• _WHAT IS BEING ASKED_:
Answer these questions using the article on marketing strategy below.
1. What does the article say every business must have?
2. Which entry in the table of contents directly follows "Types of marketing strategies"?
3. What are the "four Ps" of marketing, as the article lists them?

• _SOURCE TEXT_:
■ ■ ■ ■ ■ ■ ■

Marketing Strategy Definition, Importance, Types & More!
Marketing is dynamic and ever-changing; this is something that we all can recognize. The consumer needs and technology trends shift every day, creating new channels for connection while leaving the ones who can’t adapt behind.
It is a new world on the digital landscape, and you can’t use the old map anymore.
This is why every business out there must have a good marketing strategy with well-defined milestones and objectives. Once you have the right plan, the chances you’ll achieve the goals you’ve set for your business will be much higher.
That means, while most of us are eager to start some kinds of marketing activities the minute after we started a new business, it is actually better to invest in the strategy phase, so we don’t waste our energies and budget on the wrong efforts.
In this article, I will show you the marketing strategy map, unlocking all the necessary knowledge you need to build the ultimate marketing plan for your business. We will go through it step by step so you won’t miss a thing and can well understand the process.
First, let’s start with some of the basic terms for marketing strategy:
Table of Contents
- Marketing strategy definition
- The important of marketing strategy
- Types of marketing strategies
- How to create a marketing strategy?
- Marketing strategy’s FAQs
- Use marketing strategy to put your brand on the map
Marketing strategy definition
A marketing strategy is a business’s long-term and forward-looking plan to reach a specific marketing-related goal(s) in an achievable and focused way. It takes into consideration what your marketing team is currently doing well and what you may be missing in regards to the objectives you set so you have a better chance to accomplish it.
A well-made marketing strategy would contain the company’s value proposition, key brand messages, data on target customer demographics, and other high-level marketing elements. Ideally, a thorough marketing strategy can cover the “four Ps” of marketing: product, place, price, and promotion.

■ ■ ■ ■ ■ ■ ■

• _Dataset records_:

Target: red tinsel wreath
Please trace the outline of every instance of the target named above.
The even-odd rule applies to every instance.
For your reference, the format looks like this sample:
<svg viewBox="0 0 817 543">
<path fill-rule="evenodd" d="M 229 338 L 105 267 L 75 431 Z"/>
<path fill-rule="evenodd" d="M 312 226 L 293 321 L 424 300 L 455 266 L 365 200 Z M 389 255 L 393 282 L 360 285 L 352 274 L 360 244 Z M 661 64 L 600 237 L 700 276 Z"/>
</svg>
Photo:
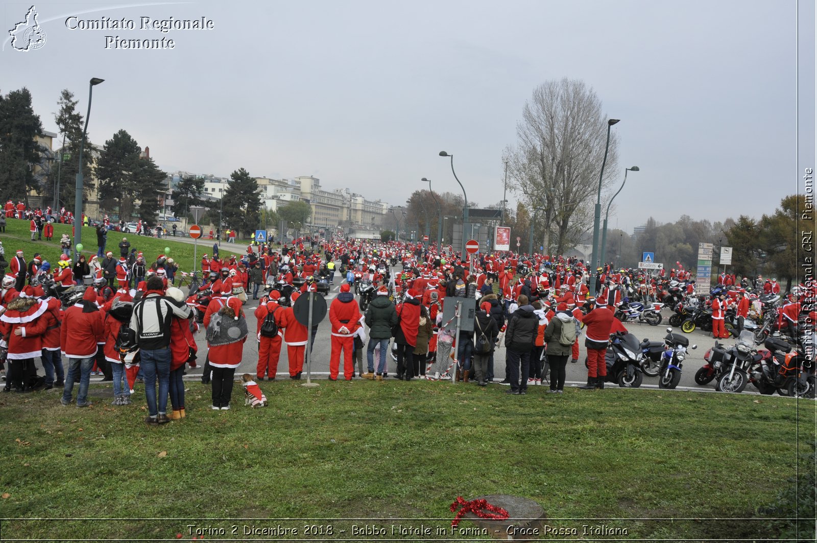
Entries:
<svg viewBox="0 0 817 543">
<path fill-rule="evenodd" d="M 507 520 L 510 516 L 507 510 L 502 507 L 497 507 L 488 503 L 487 500 L 471 500 L 471 501 L 467 501 L 462 496 L 458 496 L 457 499 L 451 504 L 452 513 L 458 509 L 459 509 L 459 511 L 458 511 L 457 516 L 451 521 L 453 527 L 457 527 L 460 519 L 467 513 L 473 513 L 480 518 L 492 518 L 493 520 Z M 490 513 L 486 513 L 485 511 L 490 511 Z"/>
</svg>

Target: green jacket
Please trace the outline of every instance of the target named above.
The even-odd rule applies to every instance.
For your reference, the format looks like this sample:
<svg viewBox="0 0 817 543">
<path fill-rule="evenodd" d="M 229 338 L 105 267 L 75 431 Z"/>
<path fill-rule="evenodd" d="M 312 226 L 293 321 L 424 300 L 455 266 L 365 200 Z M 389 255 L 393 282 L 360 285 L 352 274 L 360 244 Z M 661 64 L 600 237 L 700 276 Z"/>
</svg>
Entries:
<svg viewBox="0 0 817 543">
<path fill-rule="evenodd" d="M 368 337 L 373 339 L 388 339 L 391 329 L 398 323 L 397 310 L 388 296 L 375 296 L 366 310 L 366 325 Z"/>
</svg>

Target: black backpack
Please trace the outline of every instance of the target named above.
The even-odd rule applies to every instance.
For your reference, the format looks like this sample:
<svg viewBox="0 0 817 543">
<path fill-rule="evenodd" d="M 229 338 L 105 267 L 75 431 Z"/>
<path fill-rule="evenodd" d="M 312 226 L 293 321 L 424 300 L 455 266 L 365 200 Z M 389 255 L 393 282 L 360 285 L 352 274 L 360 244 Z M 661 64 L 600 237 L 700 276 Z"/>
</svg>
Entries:
<svg viewBox="0 0 817 543">
<path fill-rule="evenodd" d="M 261 325 L 261 335 L 263 338 L 275 338 L 278 335 L 278 324 L 275 323 L 275 312 L 278 307 L 272 310 L 271 313 L 267 313 L 264 317 L 264 321 Z"/>
</svg>

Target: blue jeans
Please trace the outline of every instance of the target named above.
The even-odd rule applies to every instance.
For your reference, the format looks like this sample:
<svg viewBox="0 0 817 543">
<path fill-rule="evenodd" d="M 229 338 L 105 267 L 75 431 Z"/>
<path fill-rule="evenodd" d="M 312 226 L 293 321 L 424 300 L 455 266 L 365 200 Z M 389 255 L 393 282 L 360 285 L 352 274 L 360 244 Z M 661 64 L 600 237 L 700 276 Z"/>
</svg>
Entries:
<svg viewBox="0 0 817 543">
<path fill-rule="evenodd" d="M 60 349 L 49 351 L 42 349 L 42 369 L 46 370 L 46 384 L 54 384 L 54 371 L 56 370 L 56 380 L 65 379 L 65 370 L 62 367 L 62 357 Z"/>
<path fill-rule="evenodd" d="M 125 365 L 111 362 L 110 370 L 114 374 L 114 396 L 130 396 L 131 387 L 127 384 L 127 375 L 125 373 Z"/>
<path fill-rule="evenodd" d="M 170 390 L 170 348 L 139 351 L 142 361 L 139 365 L 145 374 L 145 399 L 148 402 L 148 415 L 155 417 L 167 412 L 167 394 Z M 156 398 L 156 378 L 158 378 L 158 400 Z"/>
<path fill-rule="evenodd" d="M 377 361 L 377 373 L 386 372 L 386 355 L 389 352 L 389 339 L 375 339 L 369 338 L 366 347 L 366 362 L 368 364 L 368 372 L 374 373 L 374 348 L 380 344 L 380 360 Z"/>
<path fill-rule="evenodd" d="M 184 374 L 184 366 L 180 366 L 170 372 L 170 405 L 173 407 L 173 411 L 185 407 L 185 384 L 181 380 Z"/>
<path fill-rule="evenodd" d="M 79 390 L 77 391 L 77 405 L 82 406 L 88 401 L 88 384 L 91 382 L 91 369 L 94 367 L 94 357 L 87 358 L 69 358 L 68 376 L 65 378 L 65 388 L 62 390 L 63 403 L 71 402 L 71 393 L 74 392 L 74 381 L 79 374 Z"/>
</svg>

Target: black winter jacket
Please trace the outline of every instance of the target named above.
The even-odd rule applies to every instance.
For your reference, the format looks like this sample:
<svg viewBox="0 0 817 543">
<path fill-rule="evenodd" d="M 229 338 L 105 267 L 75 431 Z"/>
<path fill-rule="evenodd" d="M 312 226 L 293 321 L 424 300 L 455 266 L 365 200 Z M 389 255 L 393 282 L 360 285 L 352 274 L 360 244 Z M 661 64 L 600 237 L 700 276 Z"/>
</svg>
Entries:
<svg viewBox="0 0 817 543">
<path fill-rule="evenodd" d="M 514 351 L 529 351 L 538 331 L 539 319 L 534 306 L 524 305 L 513 312 L 505 330 L 505 347 Z"/>
</svg>

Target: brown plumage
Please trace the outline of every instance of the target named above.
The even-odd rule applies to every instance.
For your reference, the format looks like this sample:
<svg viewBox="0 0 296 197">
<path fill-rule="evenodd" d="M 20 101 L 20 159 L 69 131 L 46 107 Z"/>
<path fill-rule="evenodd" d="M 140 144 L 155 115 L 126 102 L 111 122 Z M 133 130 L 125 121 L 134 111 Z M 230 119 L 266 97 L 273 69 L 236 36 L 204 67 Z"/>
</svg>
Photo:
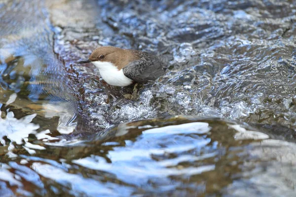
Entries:
<svg viewBox="0 0 296 197">
<path fill-rule="evenodd" d="M 120 83 L 117 81 L 124 81 L 124 79 L 119 74 L 117 74 L 118 73 L 114 74 L 117 72 L 111 68 L 113 66 L 117 68 L 118 71 L 122 70 L 125 77 L 140 83 L 155 80 L 164 73 L 163 63 L 156 56 L 140 51 L 112 46 L 99 47 L 92 53 L 88 60 L 78 63 L 89 62 L 96 65 L 102 78 L 112 85 L 124 86 L 128 83 L 127 82 Z M 117 77 L 117 79 L 112 79 L 111 76 L 109 76 L 109 73 L 110 75 L 113 74 L 114 77 Z M 116 81 L 116 83 L 115 81 Z"/>
</svg>

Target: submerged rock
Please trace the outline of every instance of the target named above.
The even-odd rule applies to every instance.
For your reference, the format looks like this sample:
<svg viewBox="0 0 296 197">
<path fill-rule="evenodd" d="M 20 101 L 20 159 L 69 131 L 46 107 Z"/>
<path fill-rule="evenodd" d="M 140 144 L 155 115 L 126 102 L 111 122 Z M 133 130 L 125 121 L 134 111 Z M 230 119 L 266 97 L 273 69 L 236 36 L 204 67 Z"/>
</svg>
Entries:
<svg viewBox="0 0 296 197">
<path fill-rule="evenodd" d="M 50 10 L 59 30 L 55 52 L 75 73 L 74 93 L 81 113 L 95 122 L 95 128 L 167 113 L 296 128 L 295 5 L 256 0 L 80 2 L 59 7 L 64 14 L 77 13 L 75 25 L 72 20 L 59 22 L 61 15 L 52 14 L 55 6 Z M 137 100 L 126 98 L 128 88 L 110 87 L 97 80 L 94 66 L 76 64 L 95 48 L 109 45 L 165 57 L 166 74 L 144 85 Z M 148 92 L 147 105 L 141 98 Z M 108 97 L 107 105 L 96 100 L 103 95 Z M 94 121 L 94 113 L 102 118 Z"/>
</svg>

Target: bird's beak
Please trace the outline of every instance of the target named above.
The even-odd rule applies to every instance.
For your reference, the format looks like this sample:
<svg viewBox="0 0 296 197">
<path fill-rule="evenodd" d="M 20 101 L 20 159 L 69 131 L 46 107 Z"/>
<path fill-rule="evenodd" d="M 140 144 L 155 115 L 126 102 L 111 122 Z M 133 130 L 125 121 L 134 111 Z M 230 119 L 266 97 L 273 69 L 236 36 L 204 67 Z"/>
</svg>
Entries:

■ ■ ■ ■ ■ ■ ■

• _EXERCISE SOLUTION_:
1. A good marketing strategy with well-defined milestones and objectives.
2. "How to create a marketing strategy?"
3. Product, place, price, and promotion.